Dataset START

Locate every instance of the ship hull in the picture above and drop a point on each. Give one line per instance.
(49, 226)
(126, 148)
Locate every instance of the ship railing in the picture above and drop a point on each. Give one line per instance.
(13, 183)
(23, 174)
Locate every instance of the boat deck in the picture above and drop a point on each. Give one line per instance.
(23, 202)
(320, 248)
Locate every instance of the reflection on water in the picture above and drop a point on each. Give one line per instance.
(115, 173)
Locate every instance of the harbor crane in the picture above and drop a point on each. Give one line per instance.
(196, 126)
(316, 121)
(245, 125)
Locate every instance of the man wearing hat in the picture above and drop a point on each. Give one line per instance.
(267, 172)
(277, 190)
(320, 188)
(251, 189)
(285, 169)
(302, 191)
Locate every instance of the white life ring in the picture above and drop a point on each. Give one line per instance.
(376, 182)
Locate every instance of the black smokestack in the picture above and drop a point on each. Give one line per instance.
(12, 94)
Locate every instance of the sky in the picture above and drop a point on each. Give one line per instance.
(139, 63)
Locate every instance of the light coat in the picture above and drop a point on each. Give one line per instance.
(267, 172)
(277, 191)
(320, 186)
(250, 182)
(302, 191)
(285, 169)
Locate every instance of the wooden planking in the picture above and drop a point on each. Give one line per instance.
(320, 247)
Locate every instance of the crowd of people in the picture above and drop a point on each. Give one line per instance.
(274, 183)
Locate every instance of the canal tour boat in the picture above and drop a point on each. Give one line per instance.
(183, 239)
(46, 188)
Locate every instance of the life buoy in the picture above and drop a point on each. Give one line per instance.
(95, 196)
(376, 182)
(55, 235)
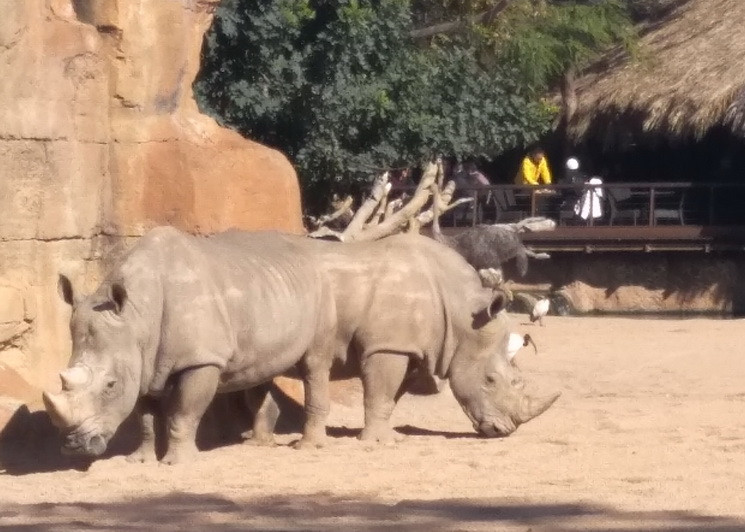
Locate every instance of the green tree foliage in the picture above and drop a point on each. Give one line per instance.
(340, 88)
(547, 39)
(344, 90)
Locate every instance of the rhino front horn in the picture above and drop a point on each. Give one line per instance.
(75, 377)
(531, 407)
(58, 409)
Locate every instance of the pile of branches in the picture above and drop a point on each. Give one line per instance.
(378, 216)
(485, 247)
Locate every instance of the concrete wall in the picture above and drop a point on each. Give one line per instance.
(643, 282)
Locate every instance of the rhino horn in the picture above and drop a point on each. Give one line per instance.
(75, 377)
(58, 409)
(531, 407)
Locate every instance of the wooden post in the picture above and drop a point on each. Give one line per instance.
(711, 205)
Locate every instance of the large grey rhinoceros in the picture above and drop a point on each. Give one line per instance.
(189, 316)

Dataset END

■ What you have to do:
Repeat the lines above exactly, and keep every picture out.

■ Response box:
Locate every instance of the ship hull in the picture above and drop a point on each. Give one line per instance.
(49, 226)
(126, 148)
Locate every instance of the ship railing in the picture above and drop a point on each. Give one line per instance.
(13, 183)
(23, 174)
Locate every instance of the boat deck in the picture above and drop a point on each. Give one line per instance.
(23, 202)
(320, 248)
Locate every instance of the reflection on water in the picture above and drop a point on each. Give one line per instance.
(115, 173)
Locate every instance of the harbor crane in the picture above and drop a point on each. Give one line per instance.
(196, 126)
(316, 121)
(245, 125)
Locate every instance of the man wearing hat in the picture above and drop a point on each. Give one line per instance.
(267, 172)
(277, 190)
(320, 188)
(251, 189)
(285, 169)
(302, 191)
Locate every instance of the white life ring in the picture above and drop a point on each. Give one line per instance.
(376, 182)
Locate every instance of the black smokestack in the picture above and drop a point on each. Give one line per instance.
(12, 94)
Locate every instance of the sky in the picture above and drop a point on each. Give one line per instance.
(139, 63)
Locate every instance of the light coat in the picture above and drop a point on each. Give one line per instance.
(267, 172)
(277, 191)
(320, 186)
(250, 182)
(302, 191)
(285, 169)
Locate every instance of the wooden planking in the picture above and drop a point on each. Give one line per instance.
(320, 247)
Locate every instance of the crowd of people in the picture above and drop a point on each. Give one line per instance.
(274, 183)
Locate every instance of the canal tour boat in the picture above and drop a point on each. Give one line per instance.
(183, 239)
(46, 188)
Locate every instance of the life buoy in the picture above and drop a point on each. Give one line per instance.
(95, 196)
(376, 182)
(55, 235)
Locate every instance of the green tree foliage in the picture above and drop a point on each. Give one line per instance.
(340, 88)
(547, 39)
(344, 90)
Locate every instance of the rhino front horn in the picture above and drop a point on each. Give one line per instance.
(75, 377)
(531, 407)
(58, 409)
Locate every instance of the pile of branches in the picture above and drop a point on each. Give one line per instance.
(378, 216)
(485, 247)
Locate every instance of the concrete wall in the picture above and drop a point on each. Give one line per instance.
(643, 282)
Locate every instance of the rhino horn in the picture above and drop a point on each. Give one line per instance.
(75, 377)
(58, 409)
(531, 407)
Locate every instance of the wooden post in the picture above and drop a point on each. Give one line per instance.
(711, 205)
Locate every instance of the large grey rhinoceros in the picture above and drop a point on each. Give one line per instance.
(189, 316)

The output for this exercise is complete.